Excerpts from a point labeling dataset
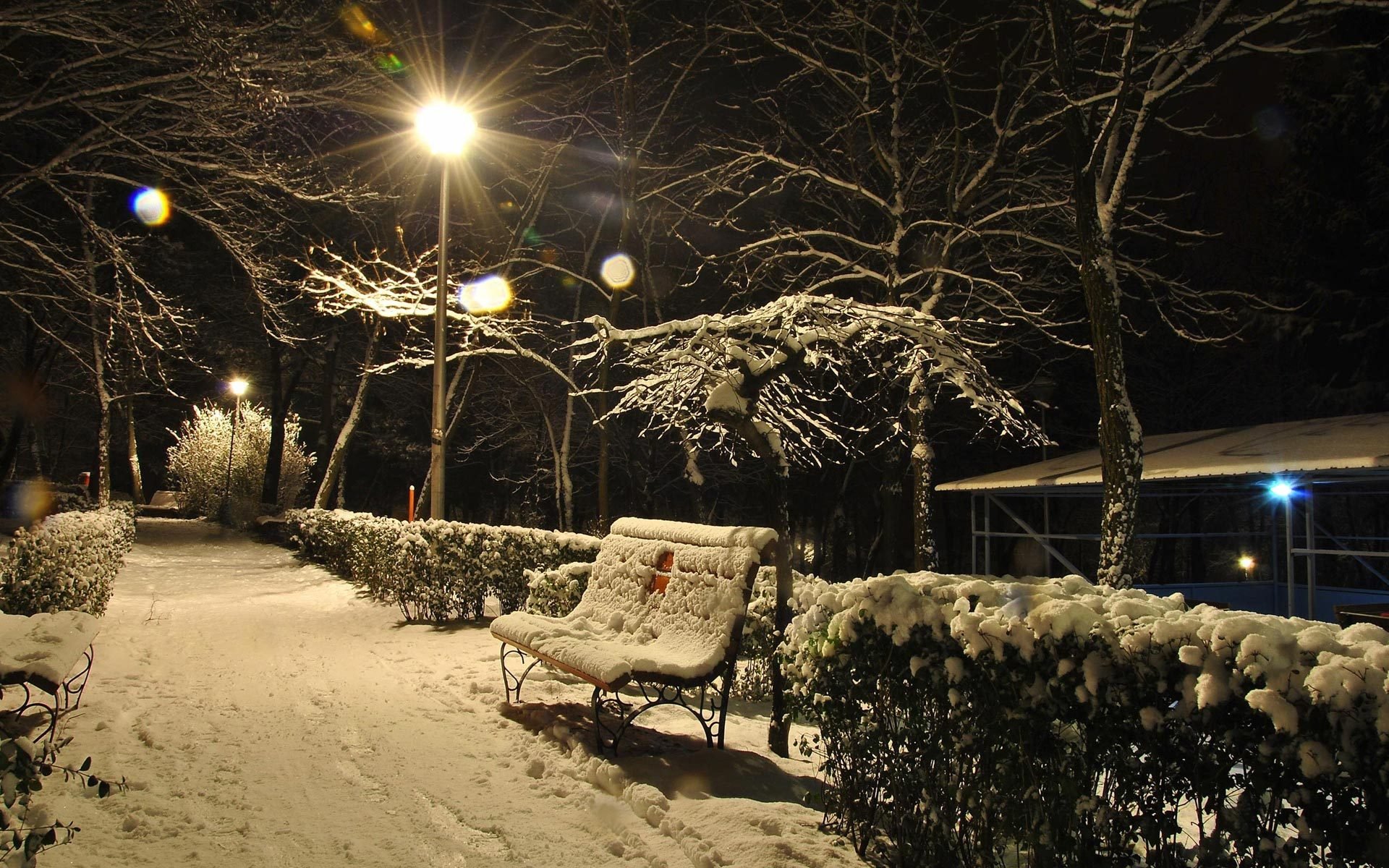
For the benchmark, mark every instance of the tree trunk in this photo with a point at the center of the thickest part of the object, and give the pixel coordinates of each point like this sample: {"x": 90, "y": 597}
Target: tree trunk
{"x": 778, "y": 729}
{"x": 922, "y": 472}
{"x": 1121, "y": 438}
{"x": 103, "y": 395}
{"x": 132, "y": 453}
{"x": 328, "y": 401}
{"x": 276, "y": 451}
{"x": 339, "y": 454}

REQUIRED TASK: Lay out every line of the listing above as a Markdown table with the columns "Row" and "Line", skipping blank lines and leaving out the picture.

THE RESPONSE:
| Row | Line |
|---|---|
| 1 | For the benchmark, mark every instance of the tree trunk in this photo with a point at the center of the thickest part of the object, and give the pixel coordinates of each point like this sample: {"x": 90, "y": 597} |
| 2 | Target: tree trunk |
| 3 | {"x": 778, "y": 729} |
| 4 | {"x": 922, "y": 472} |
| 5 | {"x": 1121, "y": 438} |
| 6 | {"x": 103, "y": 395} |
| 7 | {"x": 132, "y": 453} |
| 8 | {"x": 328, "y": 401} |
| 9 | {"x": 276, "y": 451} |
| 10 | {"x": 339, "y": 454} |